§ **Stated task**: With the line containing "pin: the woman's hand, one" as the first line and the last line of the records as the final one, reproduce that range exactly.

______________________________

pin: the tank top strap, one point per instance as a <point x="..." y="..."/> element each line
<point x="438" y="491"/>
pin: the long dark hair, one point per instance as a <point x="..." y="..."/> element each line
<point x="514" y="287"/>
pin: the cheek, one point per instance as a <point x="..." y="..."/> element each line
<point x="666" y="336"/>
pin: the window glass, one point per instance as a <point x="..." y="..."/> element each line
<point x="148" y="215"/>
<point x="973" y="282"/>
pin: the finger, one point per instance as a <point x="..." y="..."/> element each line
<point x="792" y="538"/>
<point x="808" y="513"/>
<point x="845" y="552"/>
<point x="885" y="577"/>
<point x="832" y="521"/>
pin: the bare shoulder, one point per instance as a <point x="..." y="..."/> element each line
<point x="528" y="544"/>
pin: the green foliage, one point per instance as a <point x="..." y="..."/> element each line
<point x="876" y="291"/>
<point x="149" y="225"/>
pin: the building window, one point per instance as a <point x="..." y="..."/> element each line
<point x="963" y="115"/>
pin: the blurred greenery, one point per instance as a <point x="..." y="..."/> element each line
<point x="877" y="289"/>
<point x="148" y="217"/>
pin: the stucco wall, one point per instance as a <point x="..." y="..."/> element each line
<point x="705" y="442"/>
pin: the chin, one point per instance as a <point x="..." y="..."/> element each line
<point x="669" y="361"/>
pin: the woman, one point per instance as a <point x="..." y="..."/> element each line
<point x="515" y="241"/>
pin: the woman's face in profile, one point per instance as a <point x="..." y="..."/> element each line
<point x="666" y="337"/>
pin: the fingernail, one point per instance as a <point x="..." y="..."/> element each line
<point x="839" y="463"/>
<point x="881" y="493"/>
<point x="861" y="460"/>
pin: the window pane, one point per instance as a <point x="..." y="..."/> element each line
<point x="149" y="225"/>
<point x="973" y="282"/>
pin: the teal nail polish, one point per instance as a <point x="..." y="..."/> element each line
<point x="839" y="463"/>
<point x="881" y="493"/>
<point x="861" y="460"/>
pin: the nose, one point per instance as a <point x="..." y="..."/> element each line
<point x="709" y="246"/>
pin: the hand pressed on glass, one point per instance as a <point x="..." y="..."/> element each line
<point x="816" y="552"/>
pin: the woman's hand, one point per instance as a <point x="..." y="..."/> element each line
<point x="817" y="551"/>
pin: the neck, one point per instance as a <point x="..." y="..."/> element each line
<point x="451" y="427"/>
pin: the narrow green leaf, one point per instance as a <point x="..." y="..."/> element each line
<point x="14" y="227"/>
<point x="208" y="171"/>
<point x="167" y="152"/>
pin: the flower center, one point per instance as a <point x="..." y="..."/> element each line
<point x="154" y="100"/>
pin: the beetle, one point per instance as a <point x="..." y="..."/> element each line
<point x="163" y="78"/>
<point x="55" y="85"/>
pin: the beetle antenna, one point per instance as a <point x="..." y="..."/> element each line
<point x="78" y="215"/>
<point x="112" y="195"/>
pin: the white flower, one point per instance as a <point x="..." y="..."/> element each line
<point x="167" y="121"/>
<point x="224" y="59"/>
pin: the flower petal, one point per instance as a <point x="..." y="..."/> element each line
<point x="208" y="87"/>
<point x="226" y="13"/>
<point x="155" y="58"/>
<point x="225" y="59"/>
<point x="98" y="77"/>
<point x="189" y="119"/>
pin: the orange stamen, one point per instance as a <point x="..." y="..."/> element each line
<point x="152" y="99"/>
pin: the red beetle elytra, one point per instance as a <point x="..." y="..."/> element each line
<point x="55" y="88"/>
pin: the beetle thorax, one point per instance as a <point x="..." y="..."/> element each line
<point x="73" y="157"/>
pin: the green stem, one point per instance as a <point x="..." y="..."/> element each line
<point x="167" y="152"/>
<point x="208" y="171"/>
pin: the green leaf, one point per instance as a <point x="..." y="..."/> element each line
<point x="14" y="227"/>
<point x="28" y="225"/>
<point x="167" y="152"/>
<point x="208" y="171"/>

______________________________

§ **Expected answer**:
pin: the woman's hand, one point per instance as a <point x="..." y="..."/> element each line
<point x="817" y="551"/>
pin: the neck, one point per instance as a <point x="..." y="..."/> element each line
<point x="451" y="427"/>
pin: the narrow green leaf, one point per instance as a <point x="..." y="..."/> element each line
<point x="14" y="227"/>
<point x="208" y="171"/>
<point x="167" y="152"/>
pin: the flower center, one point per instance as a <point x="..." y="..."/> element each line
<point x="154" y="100"/>
pin: the beetle, one point per instance as a <point x="..." y="..."/> element each line
<point x="163" y="78"/>
<point x="55" y="85"/>
pin: the beetle antenna, one point per instance as a <point x="..." y="..."/> element each line
<point x="78" y="215"/>
<point x="112" y="195"/>
pin: the white flower, one point per instance as a <point x="..." y="..."/> element each line
<point x="167" y="121"/>
<point x="224" y="59"/>
pin: the flower petal, one point per instance as a <point x="..." y="..."/> element each line
<point x="208" y="87"/>
<point x="226" y="13"/>
<point x="155" y="58"/>
<point x="225" y="59"/>
<point x="98" y="77"/>
<point x="189" y="119"/>
pin: the orange stamen, one point per instance as a <point x="..." y="..."/> element each line
<point x="152" y="99"/>
pin: the red beetle elytra, one point per instance as a <point x="..." y="..."/> element each line
<point x="55" y="88"/>
pin: the beetle thorax, one point per instance as a <point x="..." y="..."/> element each line
<point x="73" y="157"/>
pin: the green stem, one point per instance as a <point x="..." y="..."/> element each line
<point x="167" y="152"/>
<point x="208" y="171"/>
pin: the green leaf, one point per instance as a <point x="..." y="..."/> element each line
<point x="14" y="227"/>
<point x="28" y="225"/>
<point x="167" y="152"/>
<point x="208" y="171"/>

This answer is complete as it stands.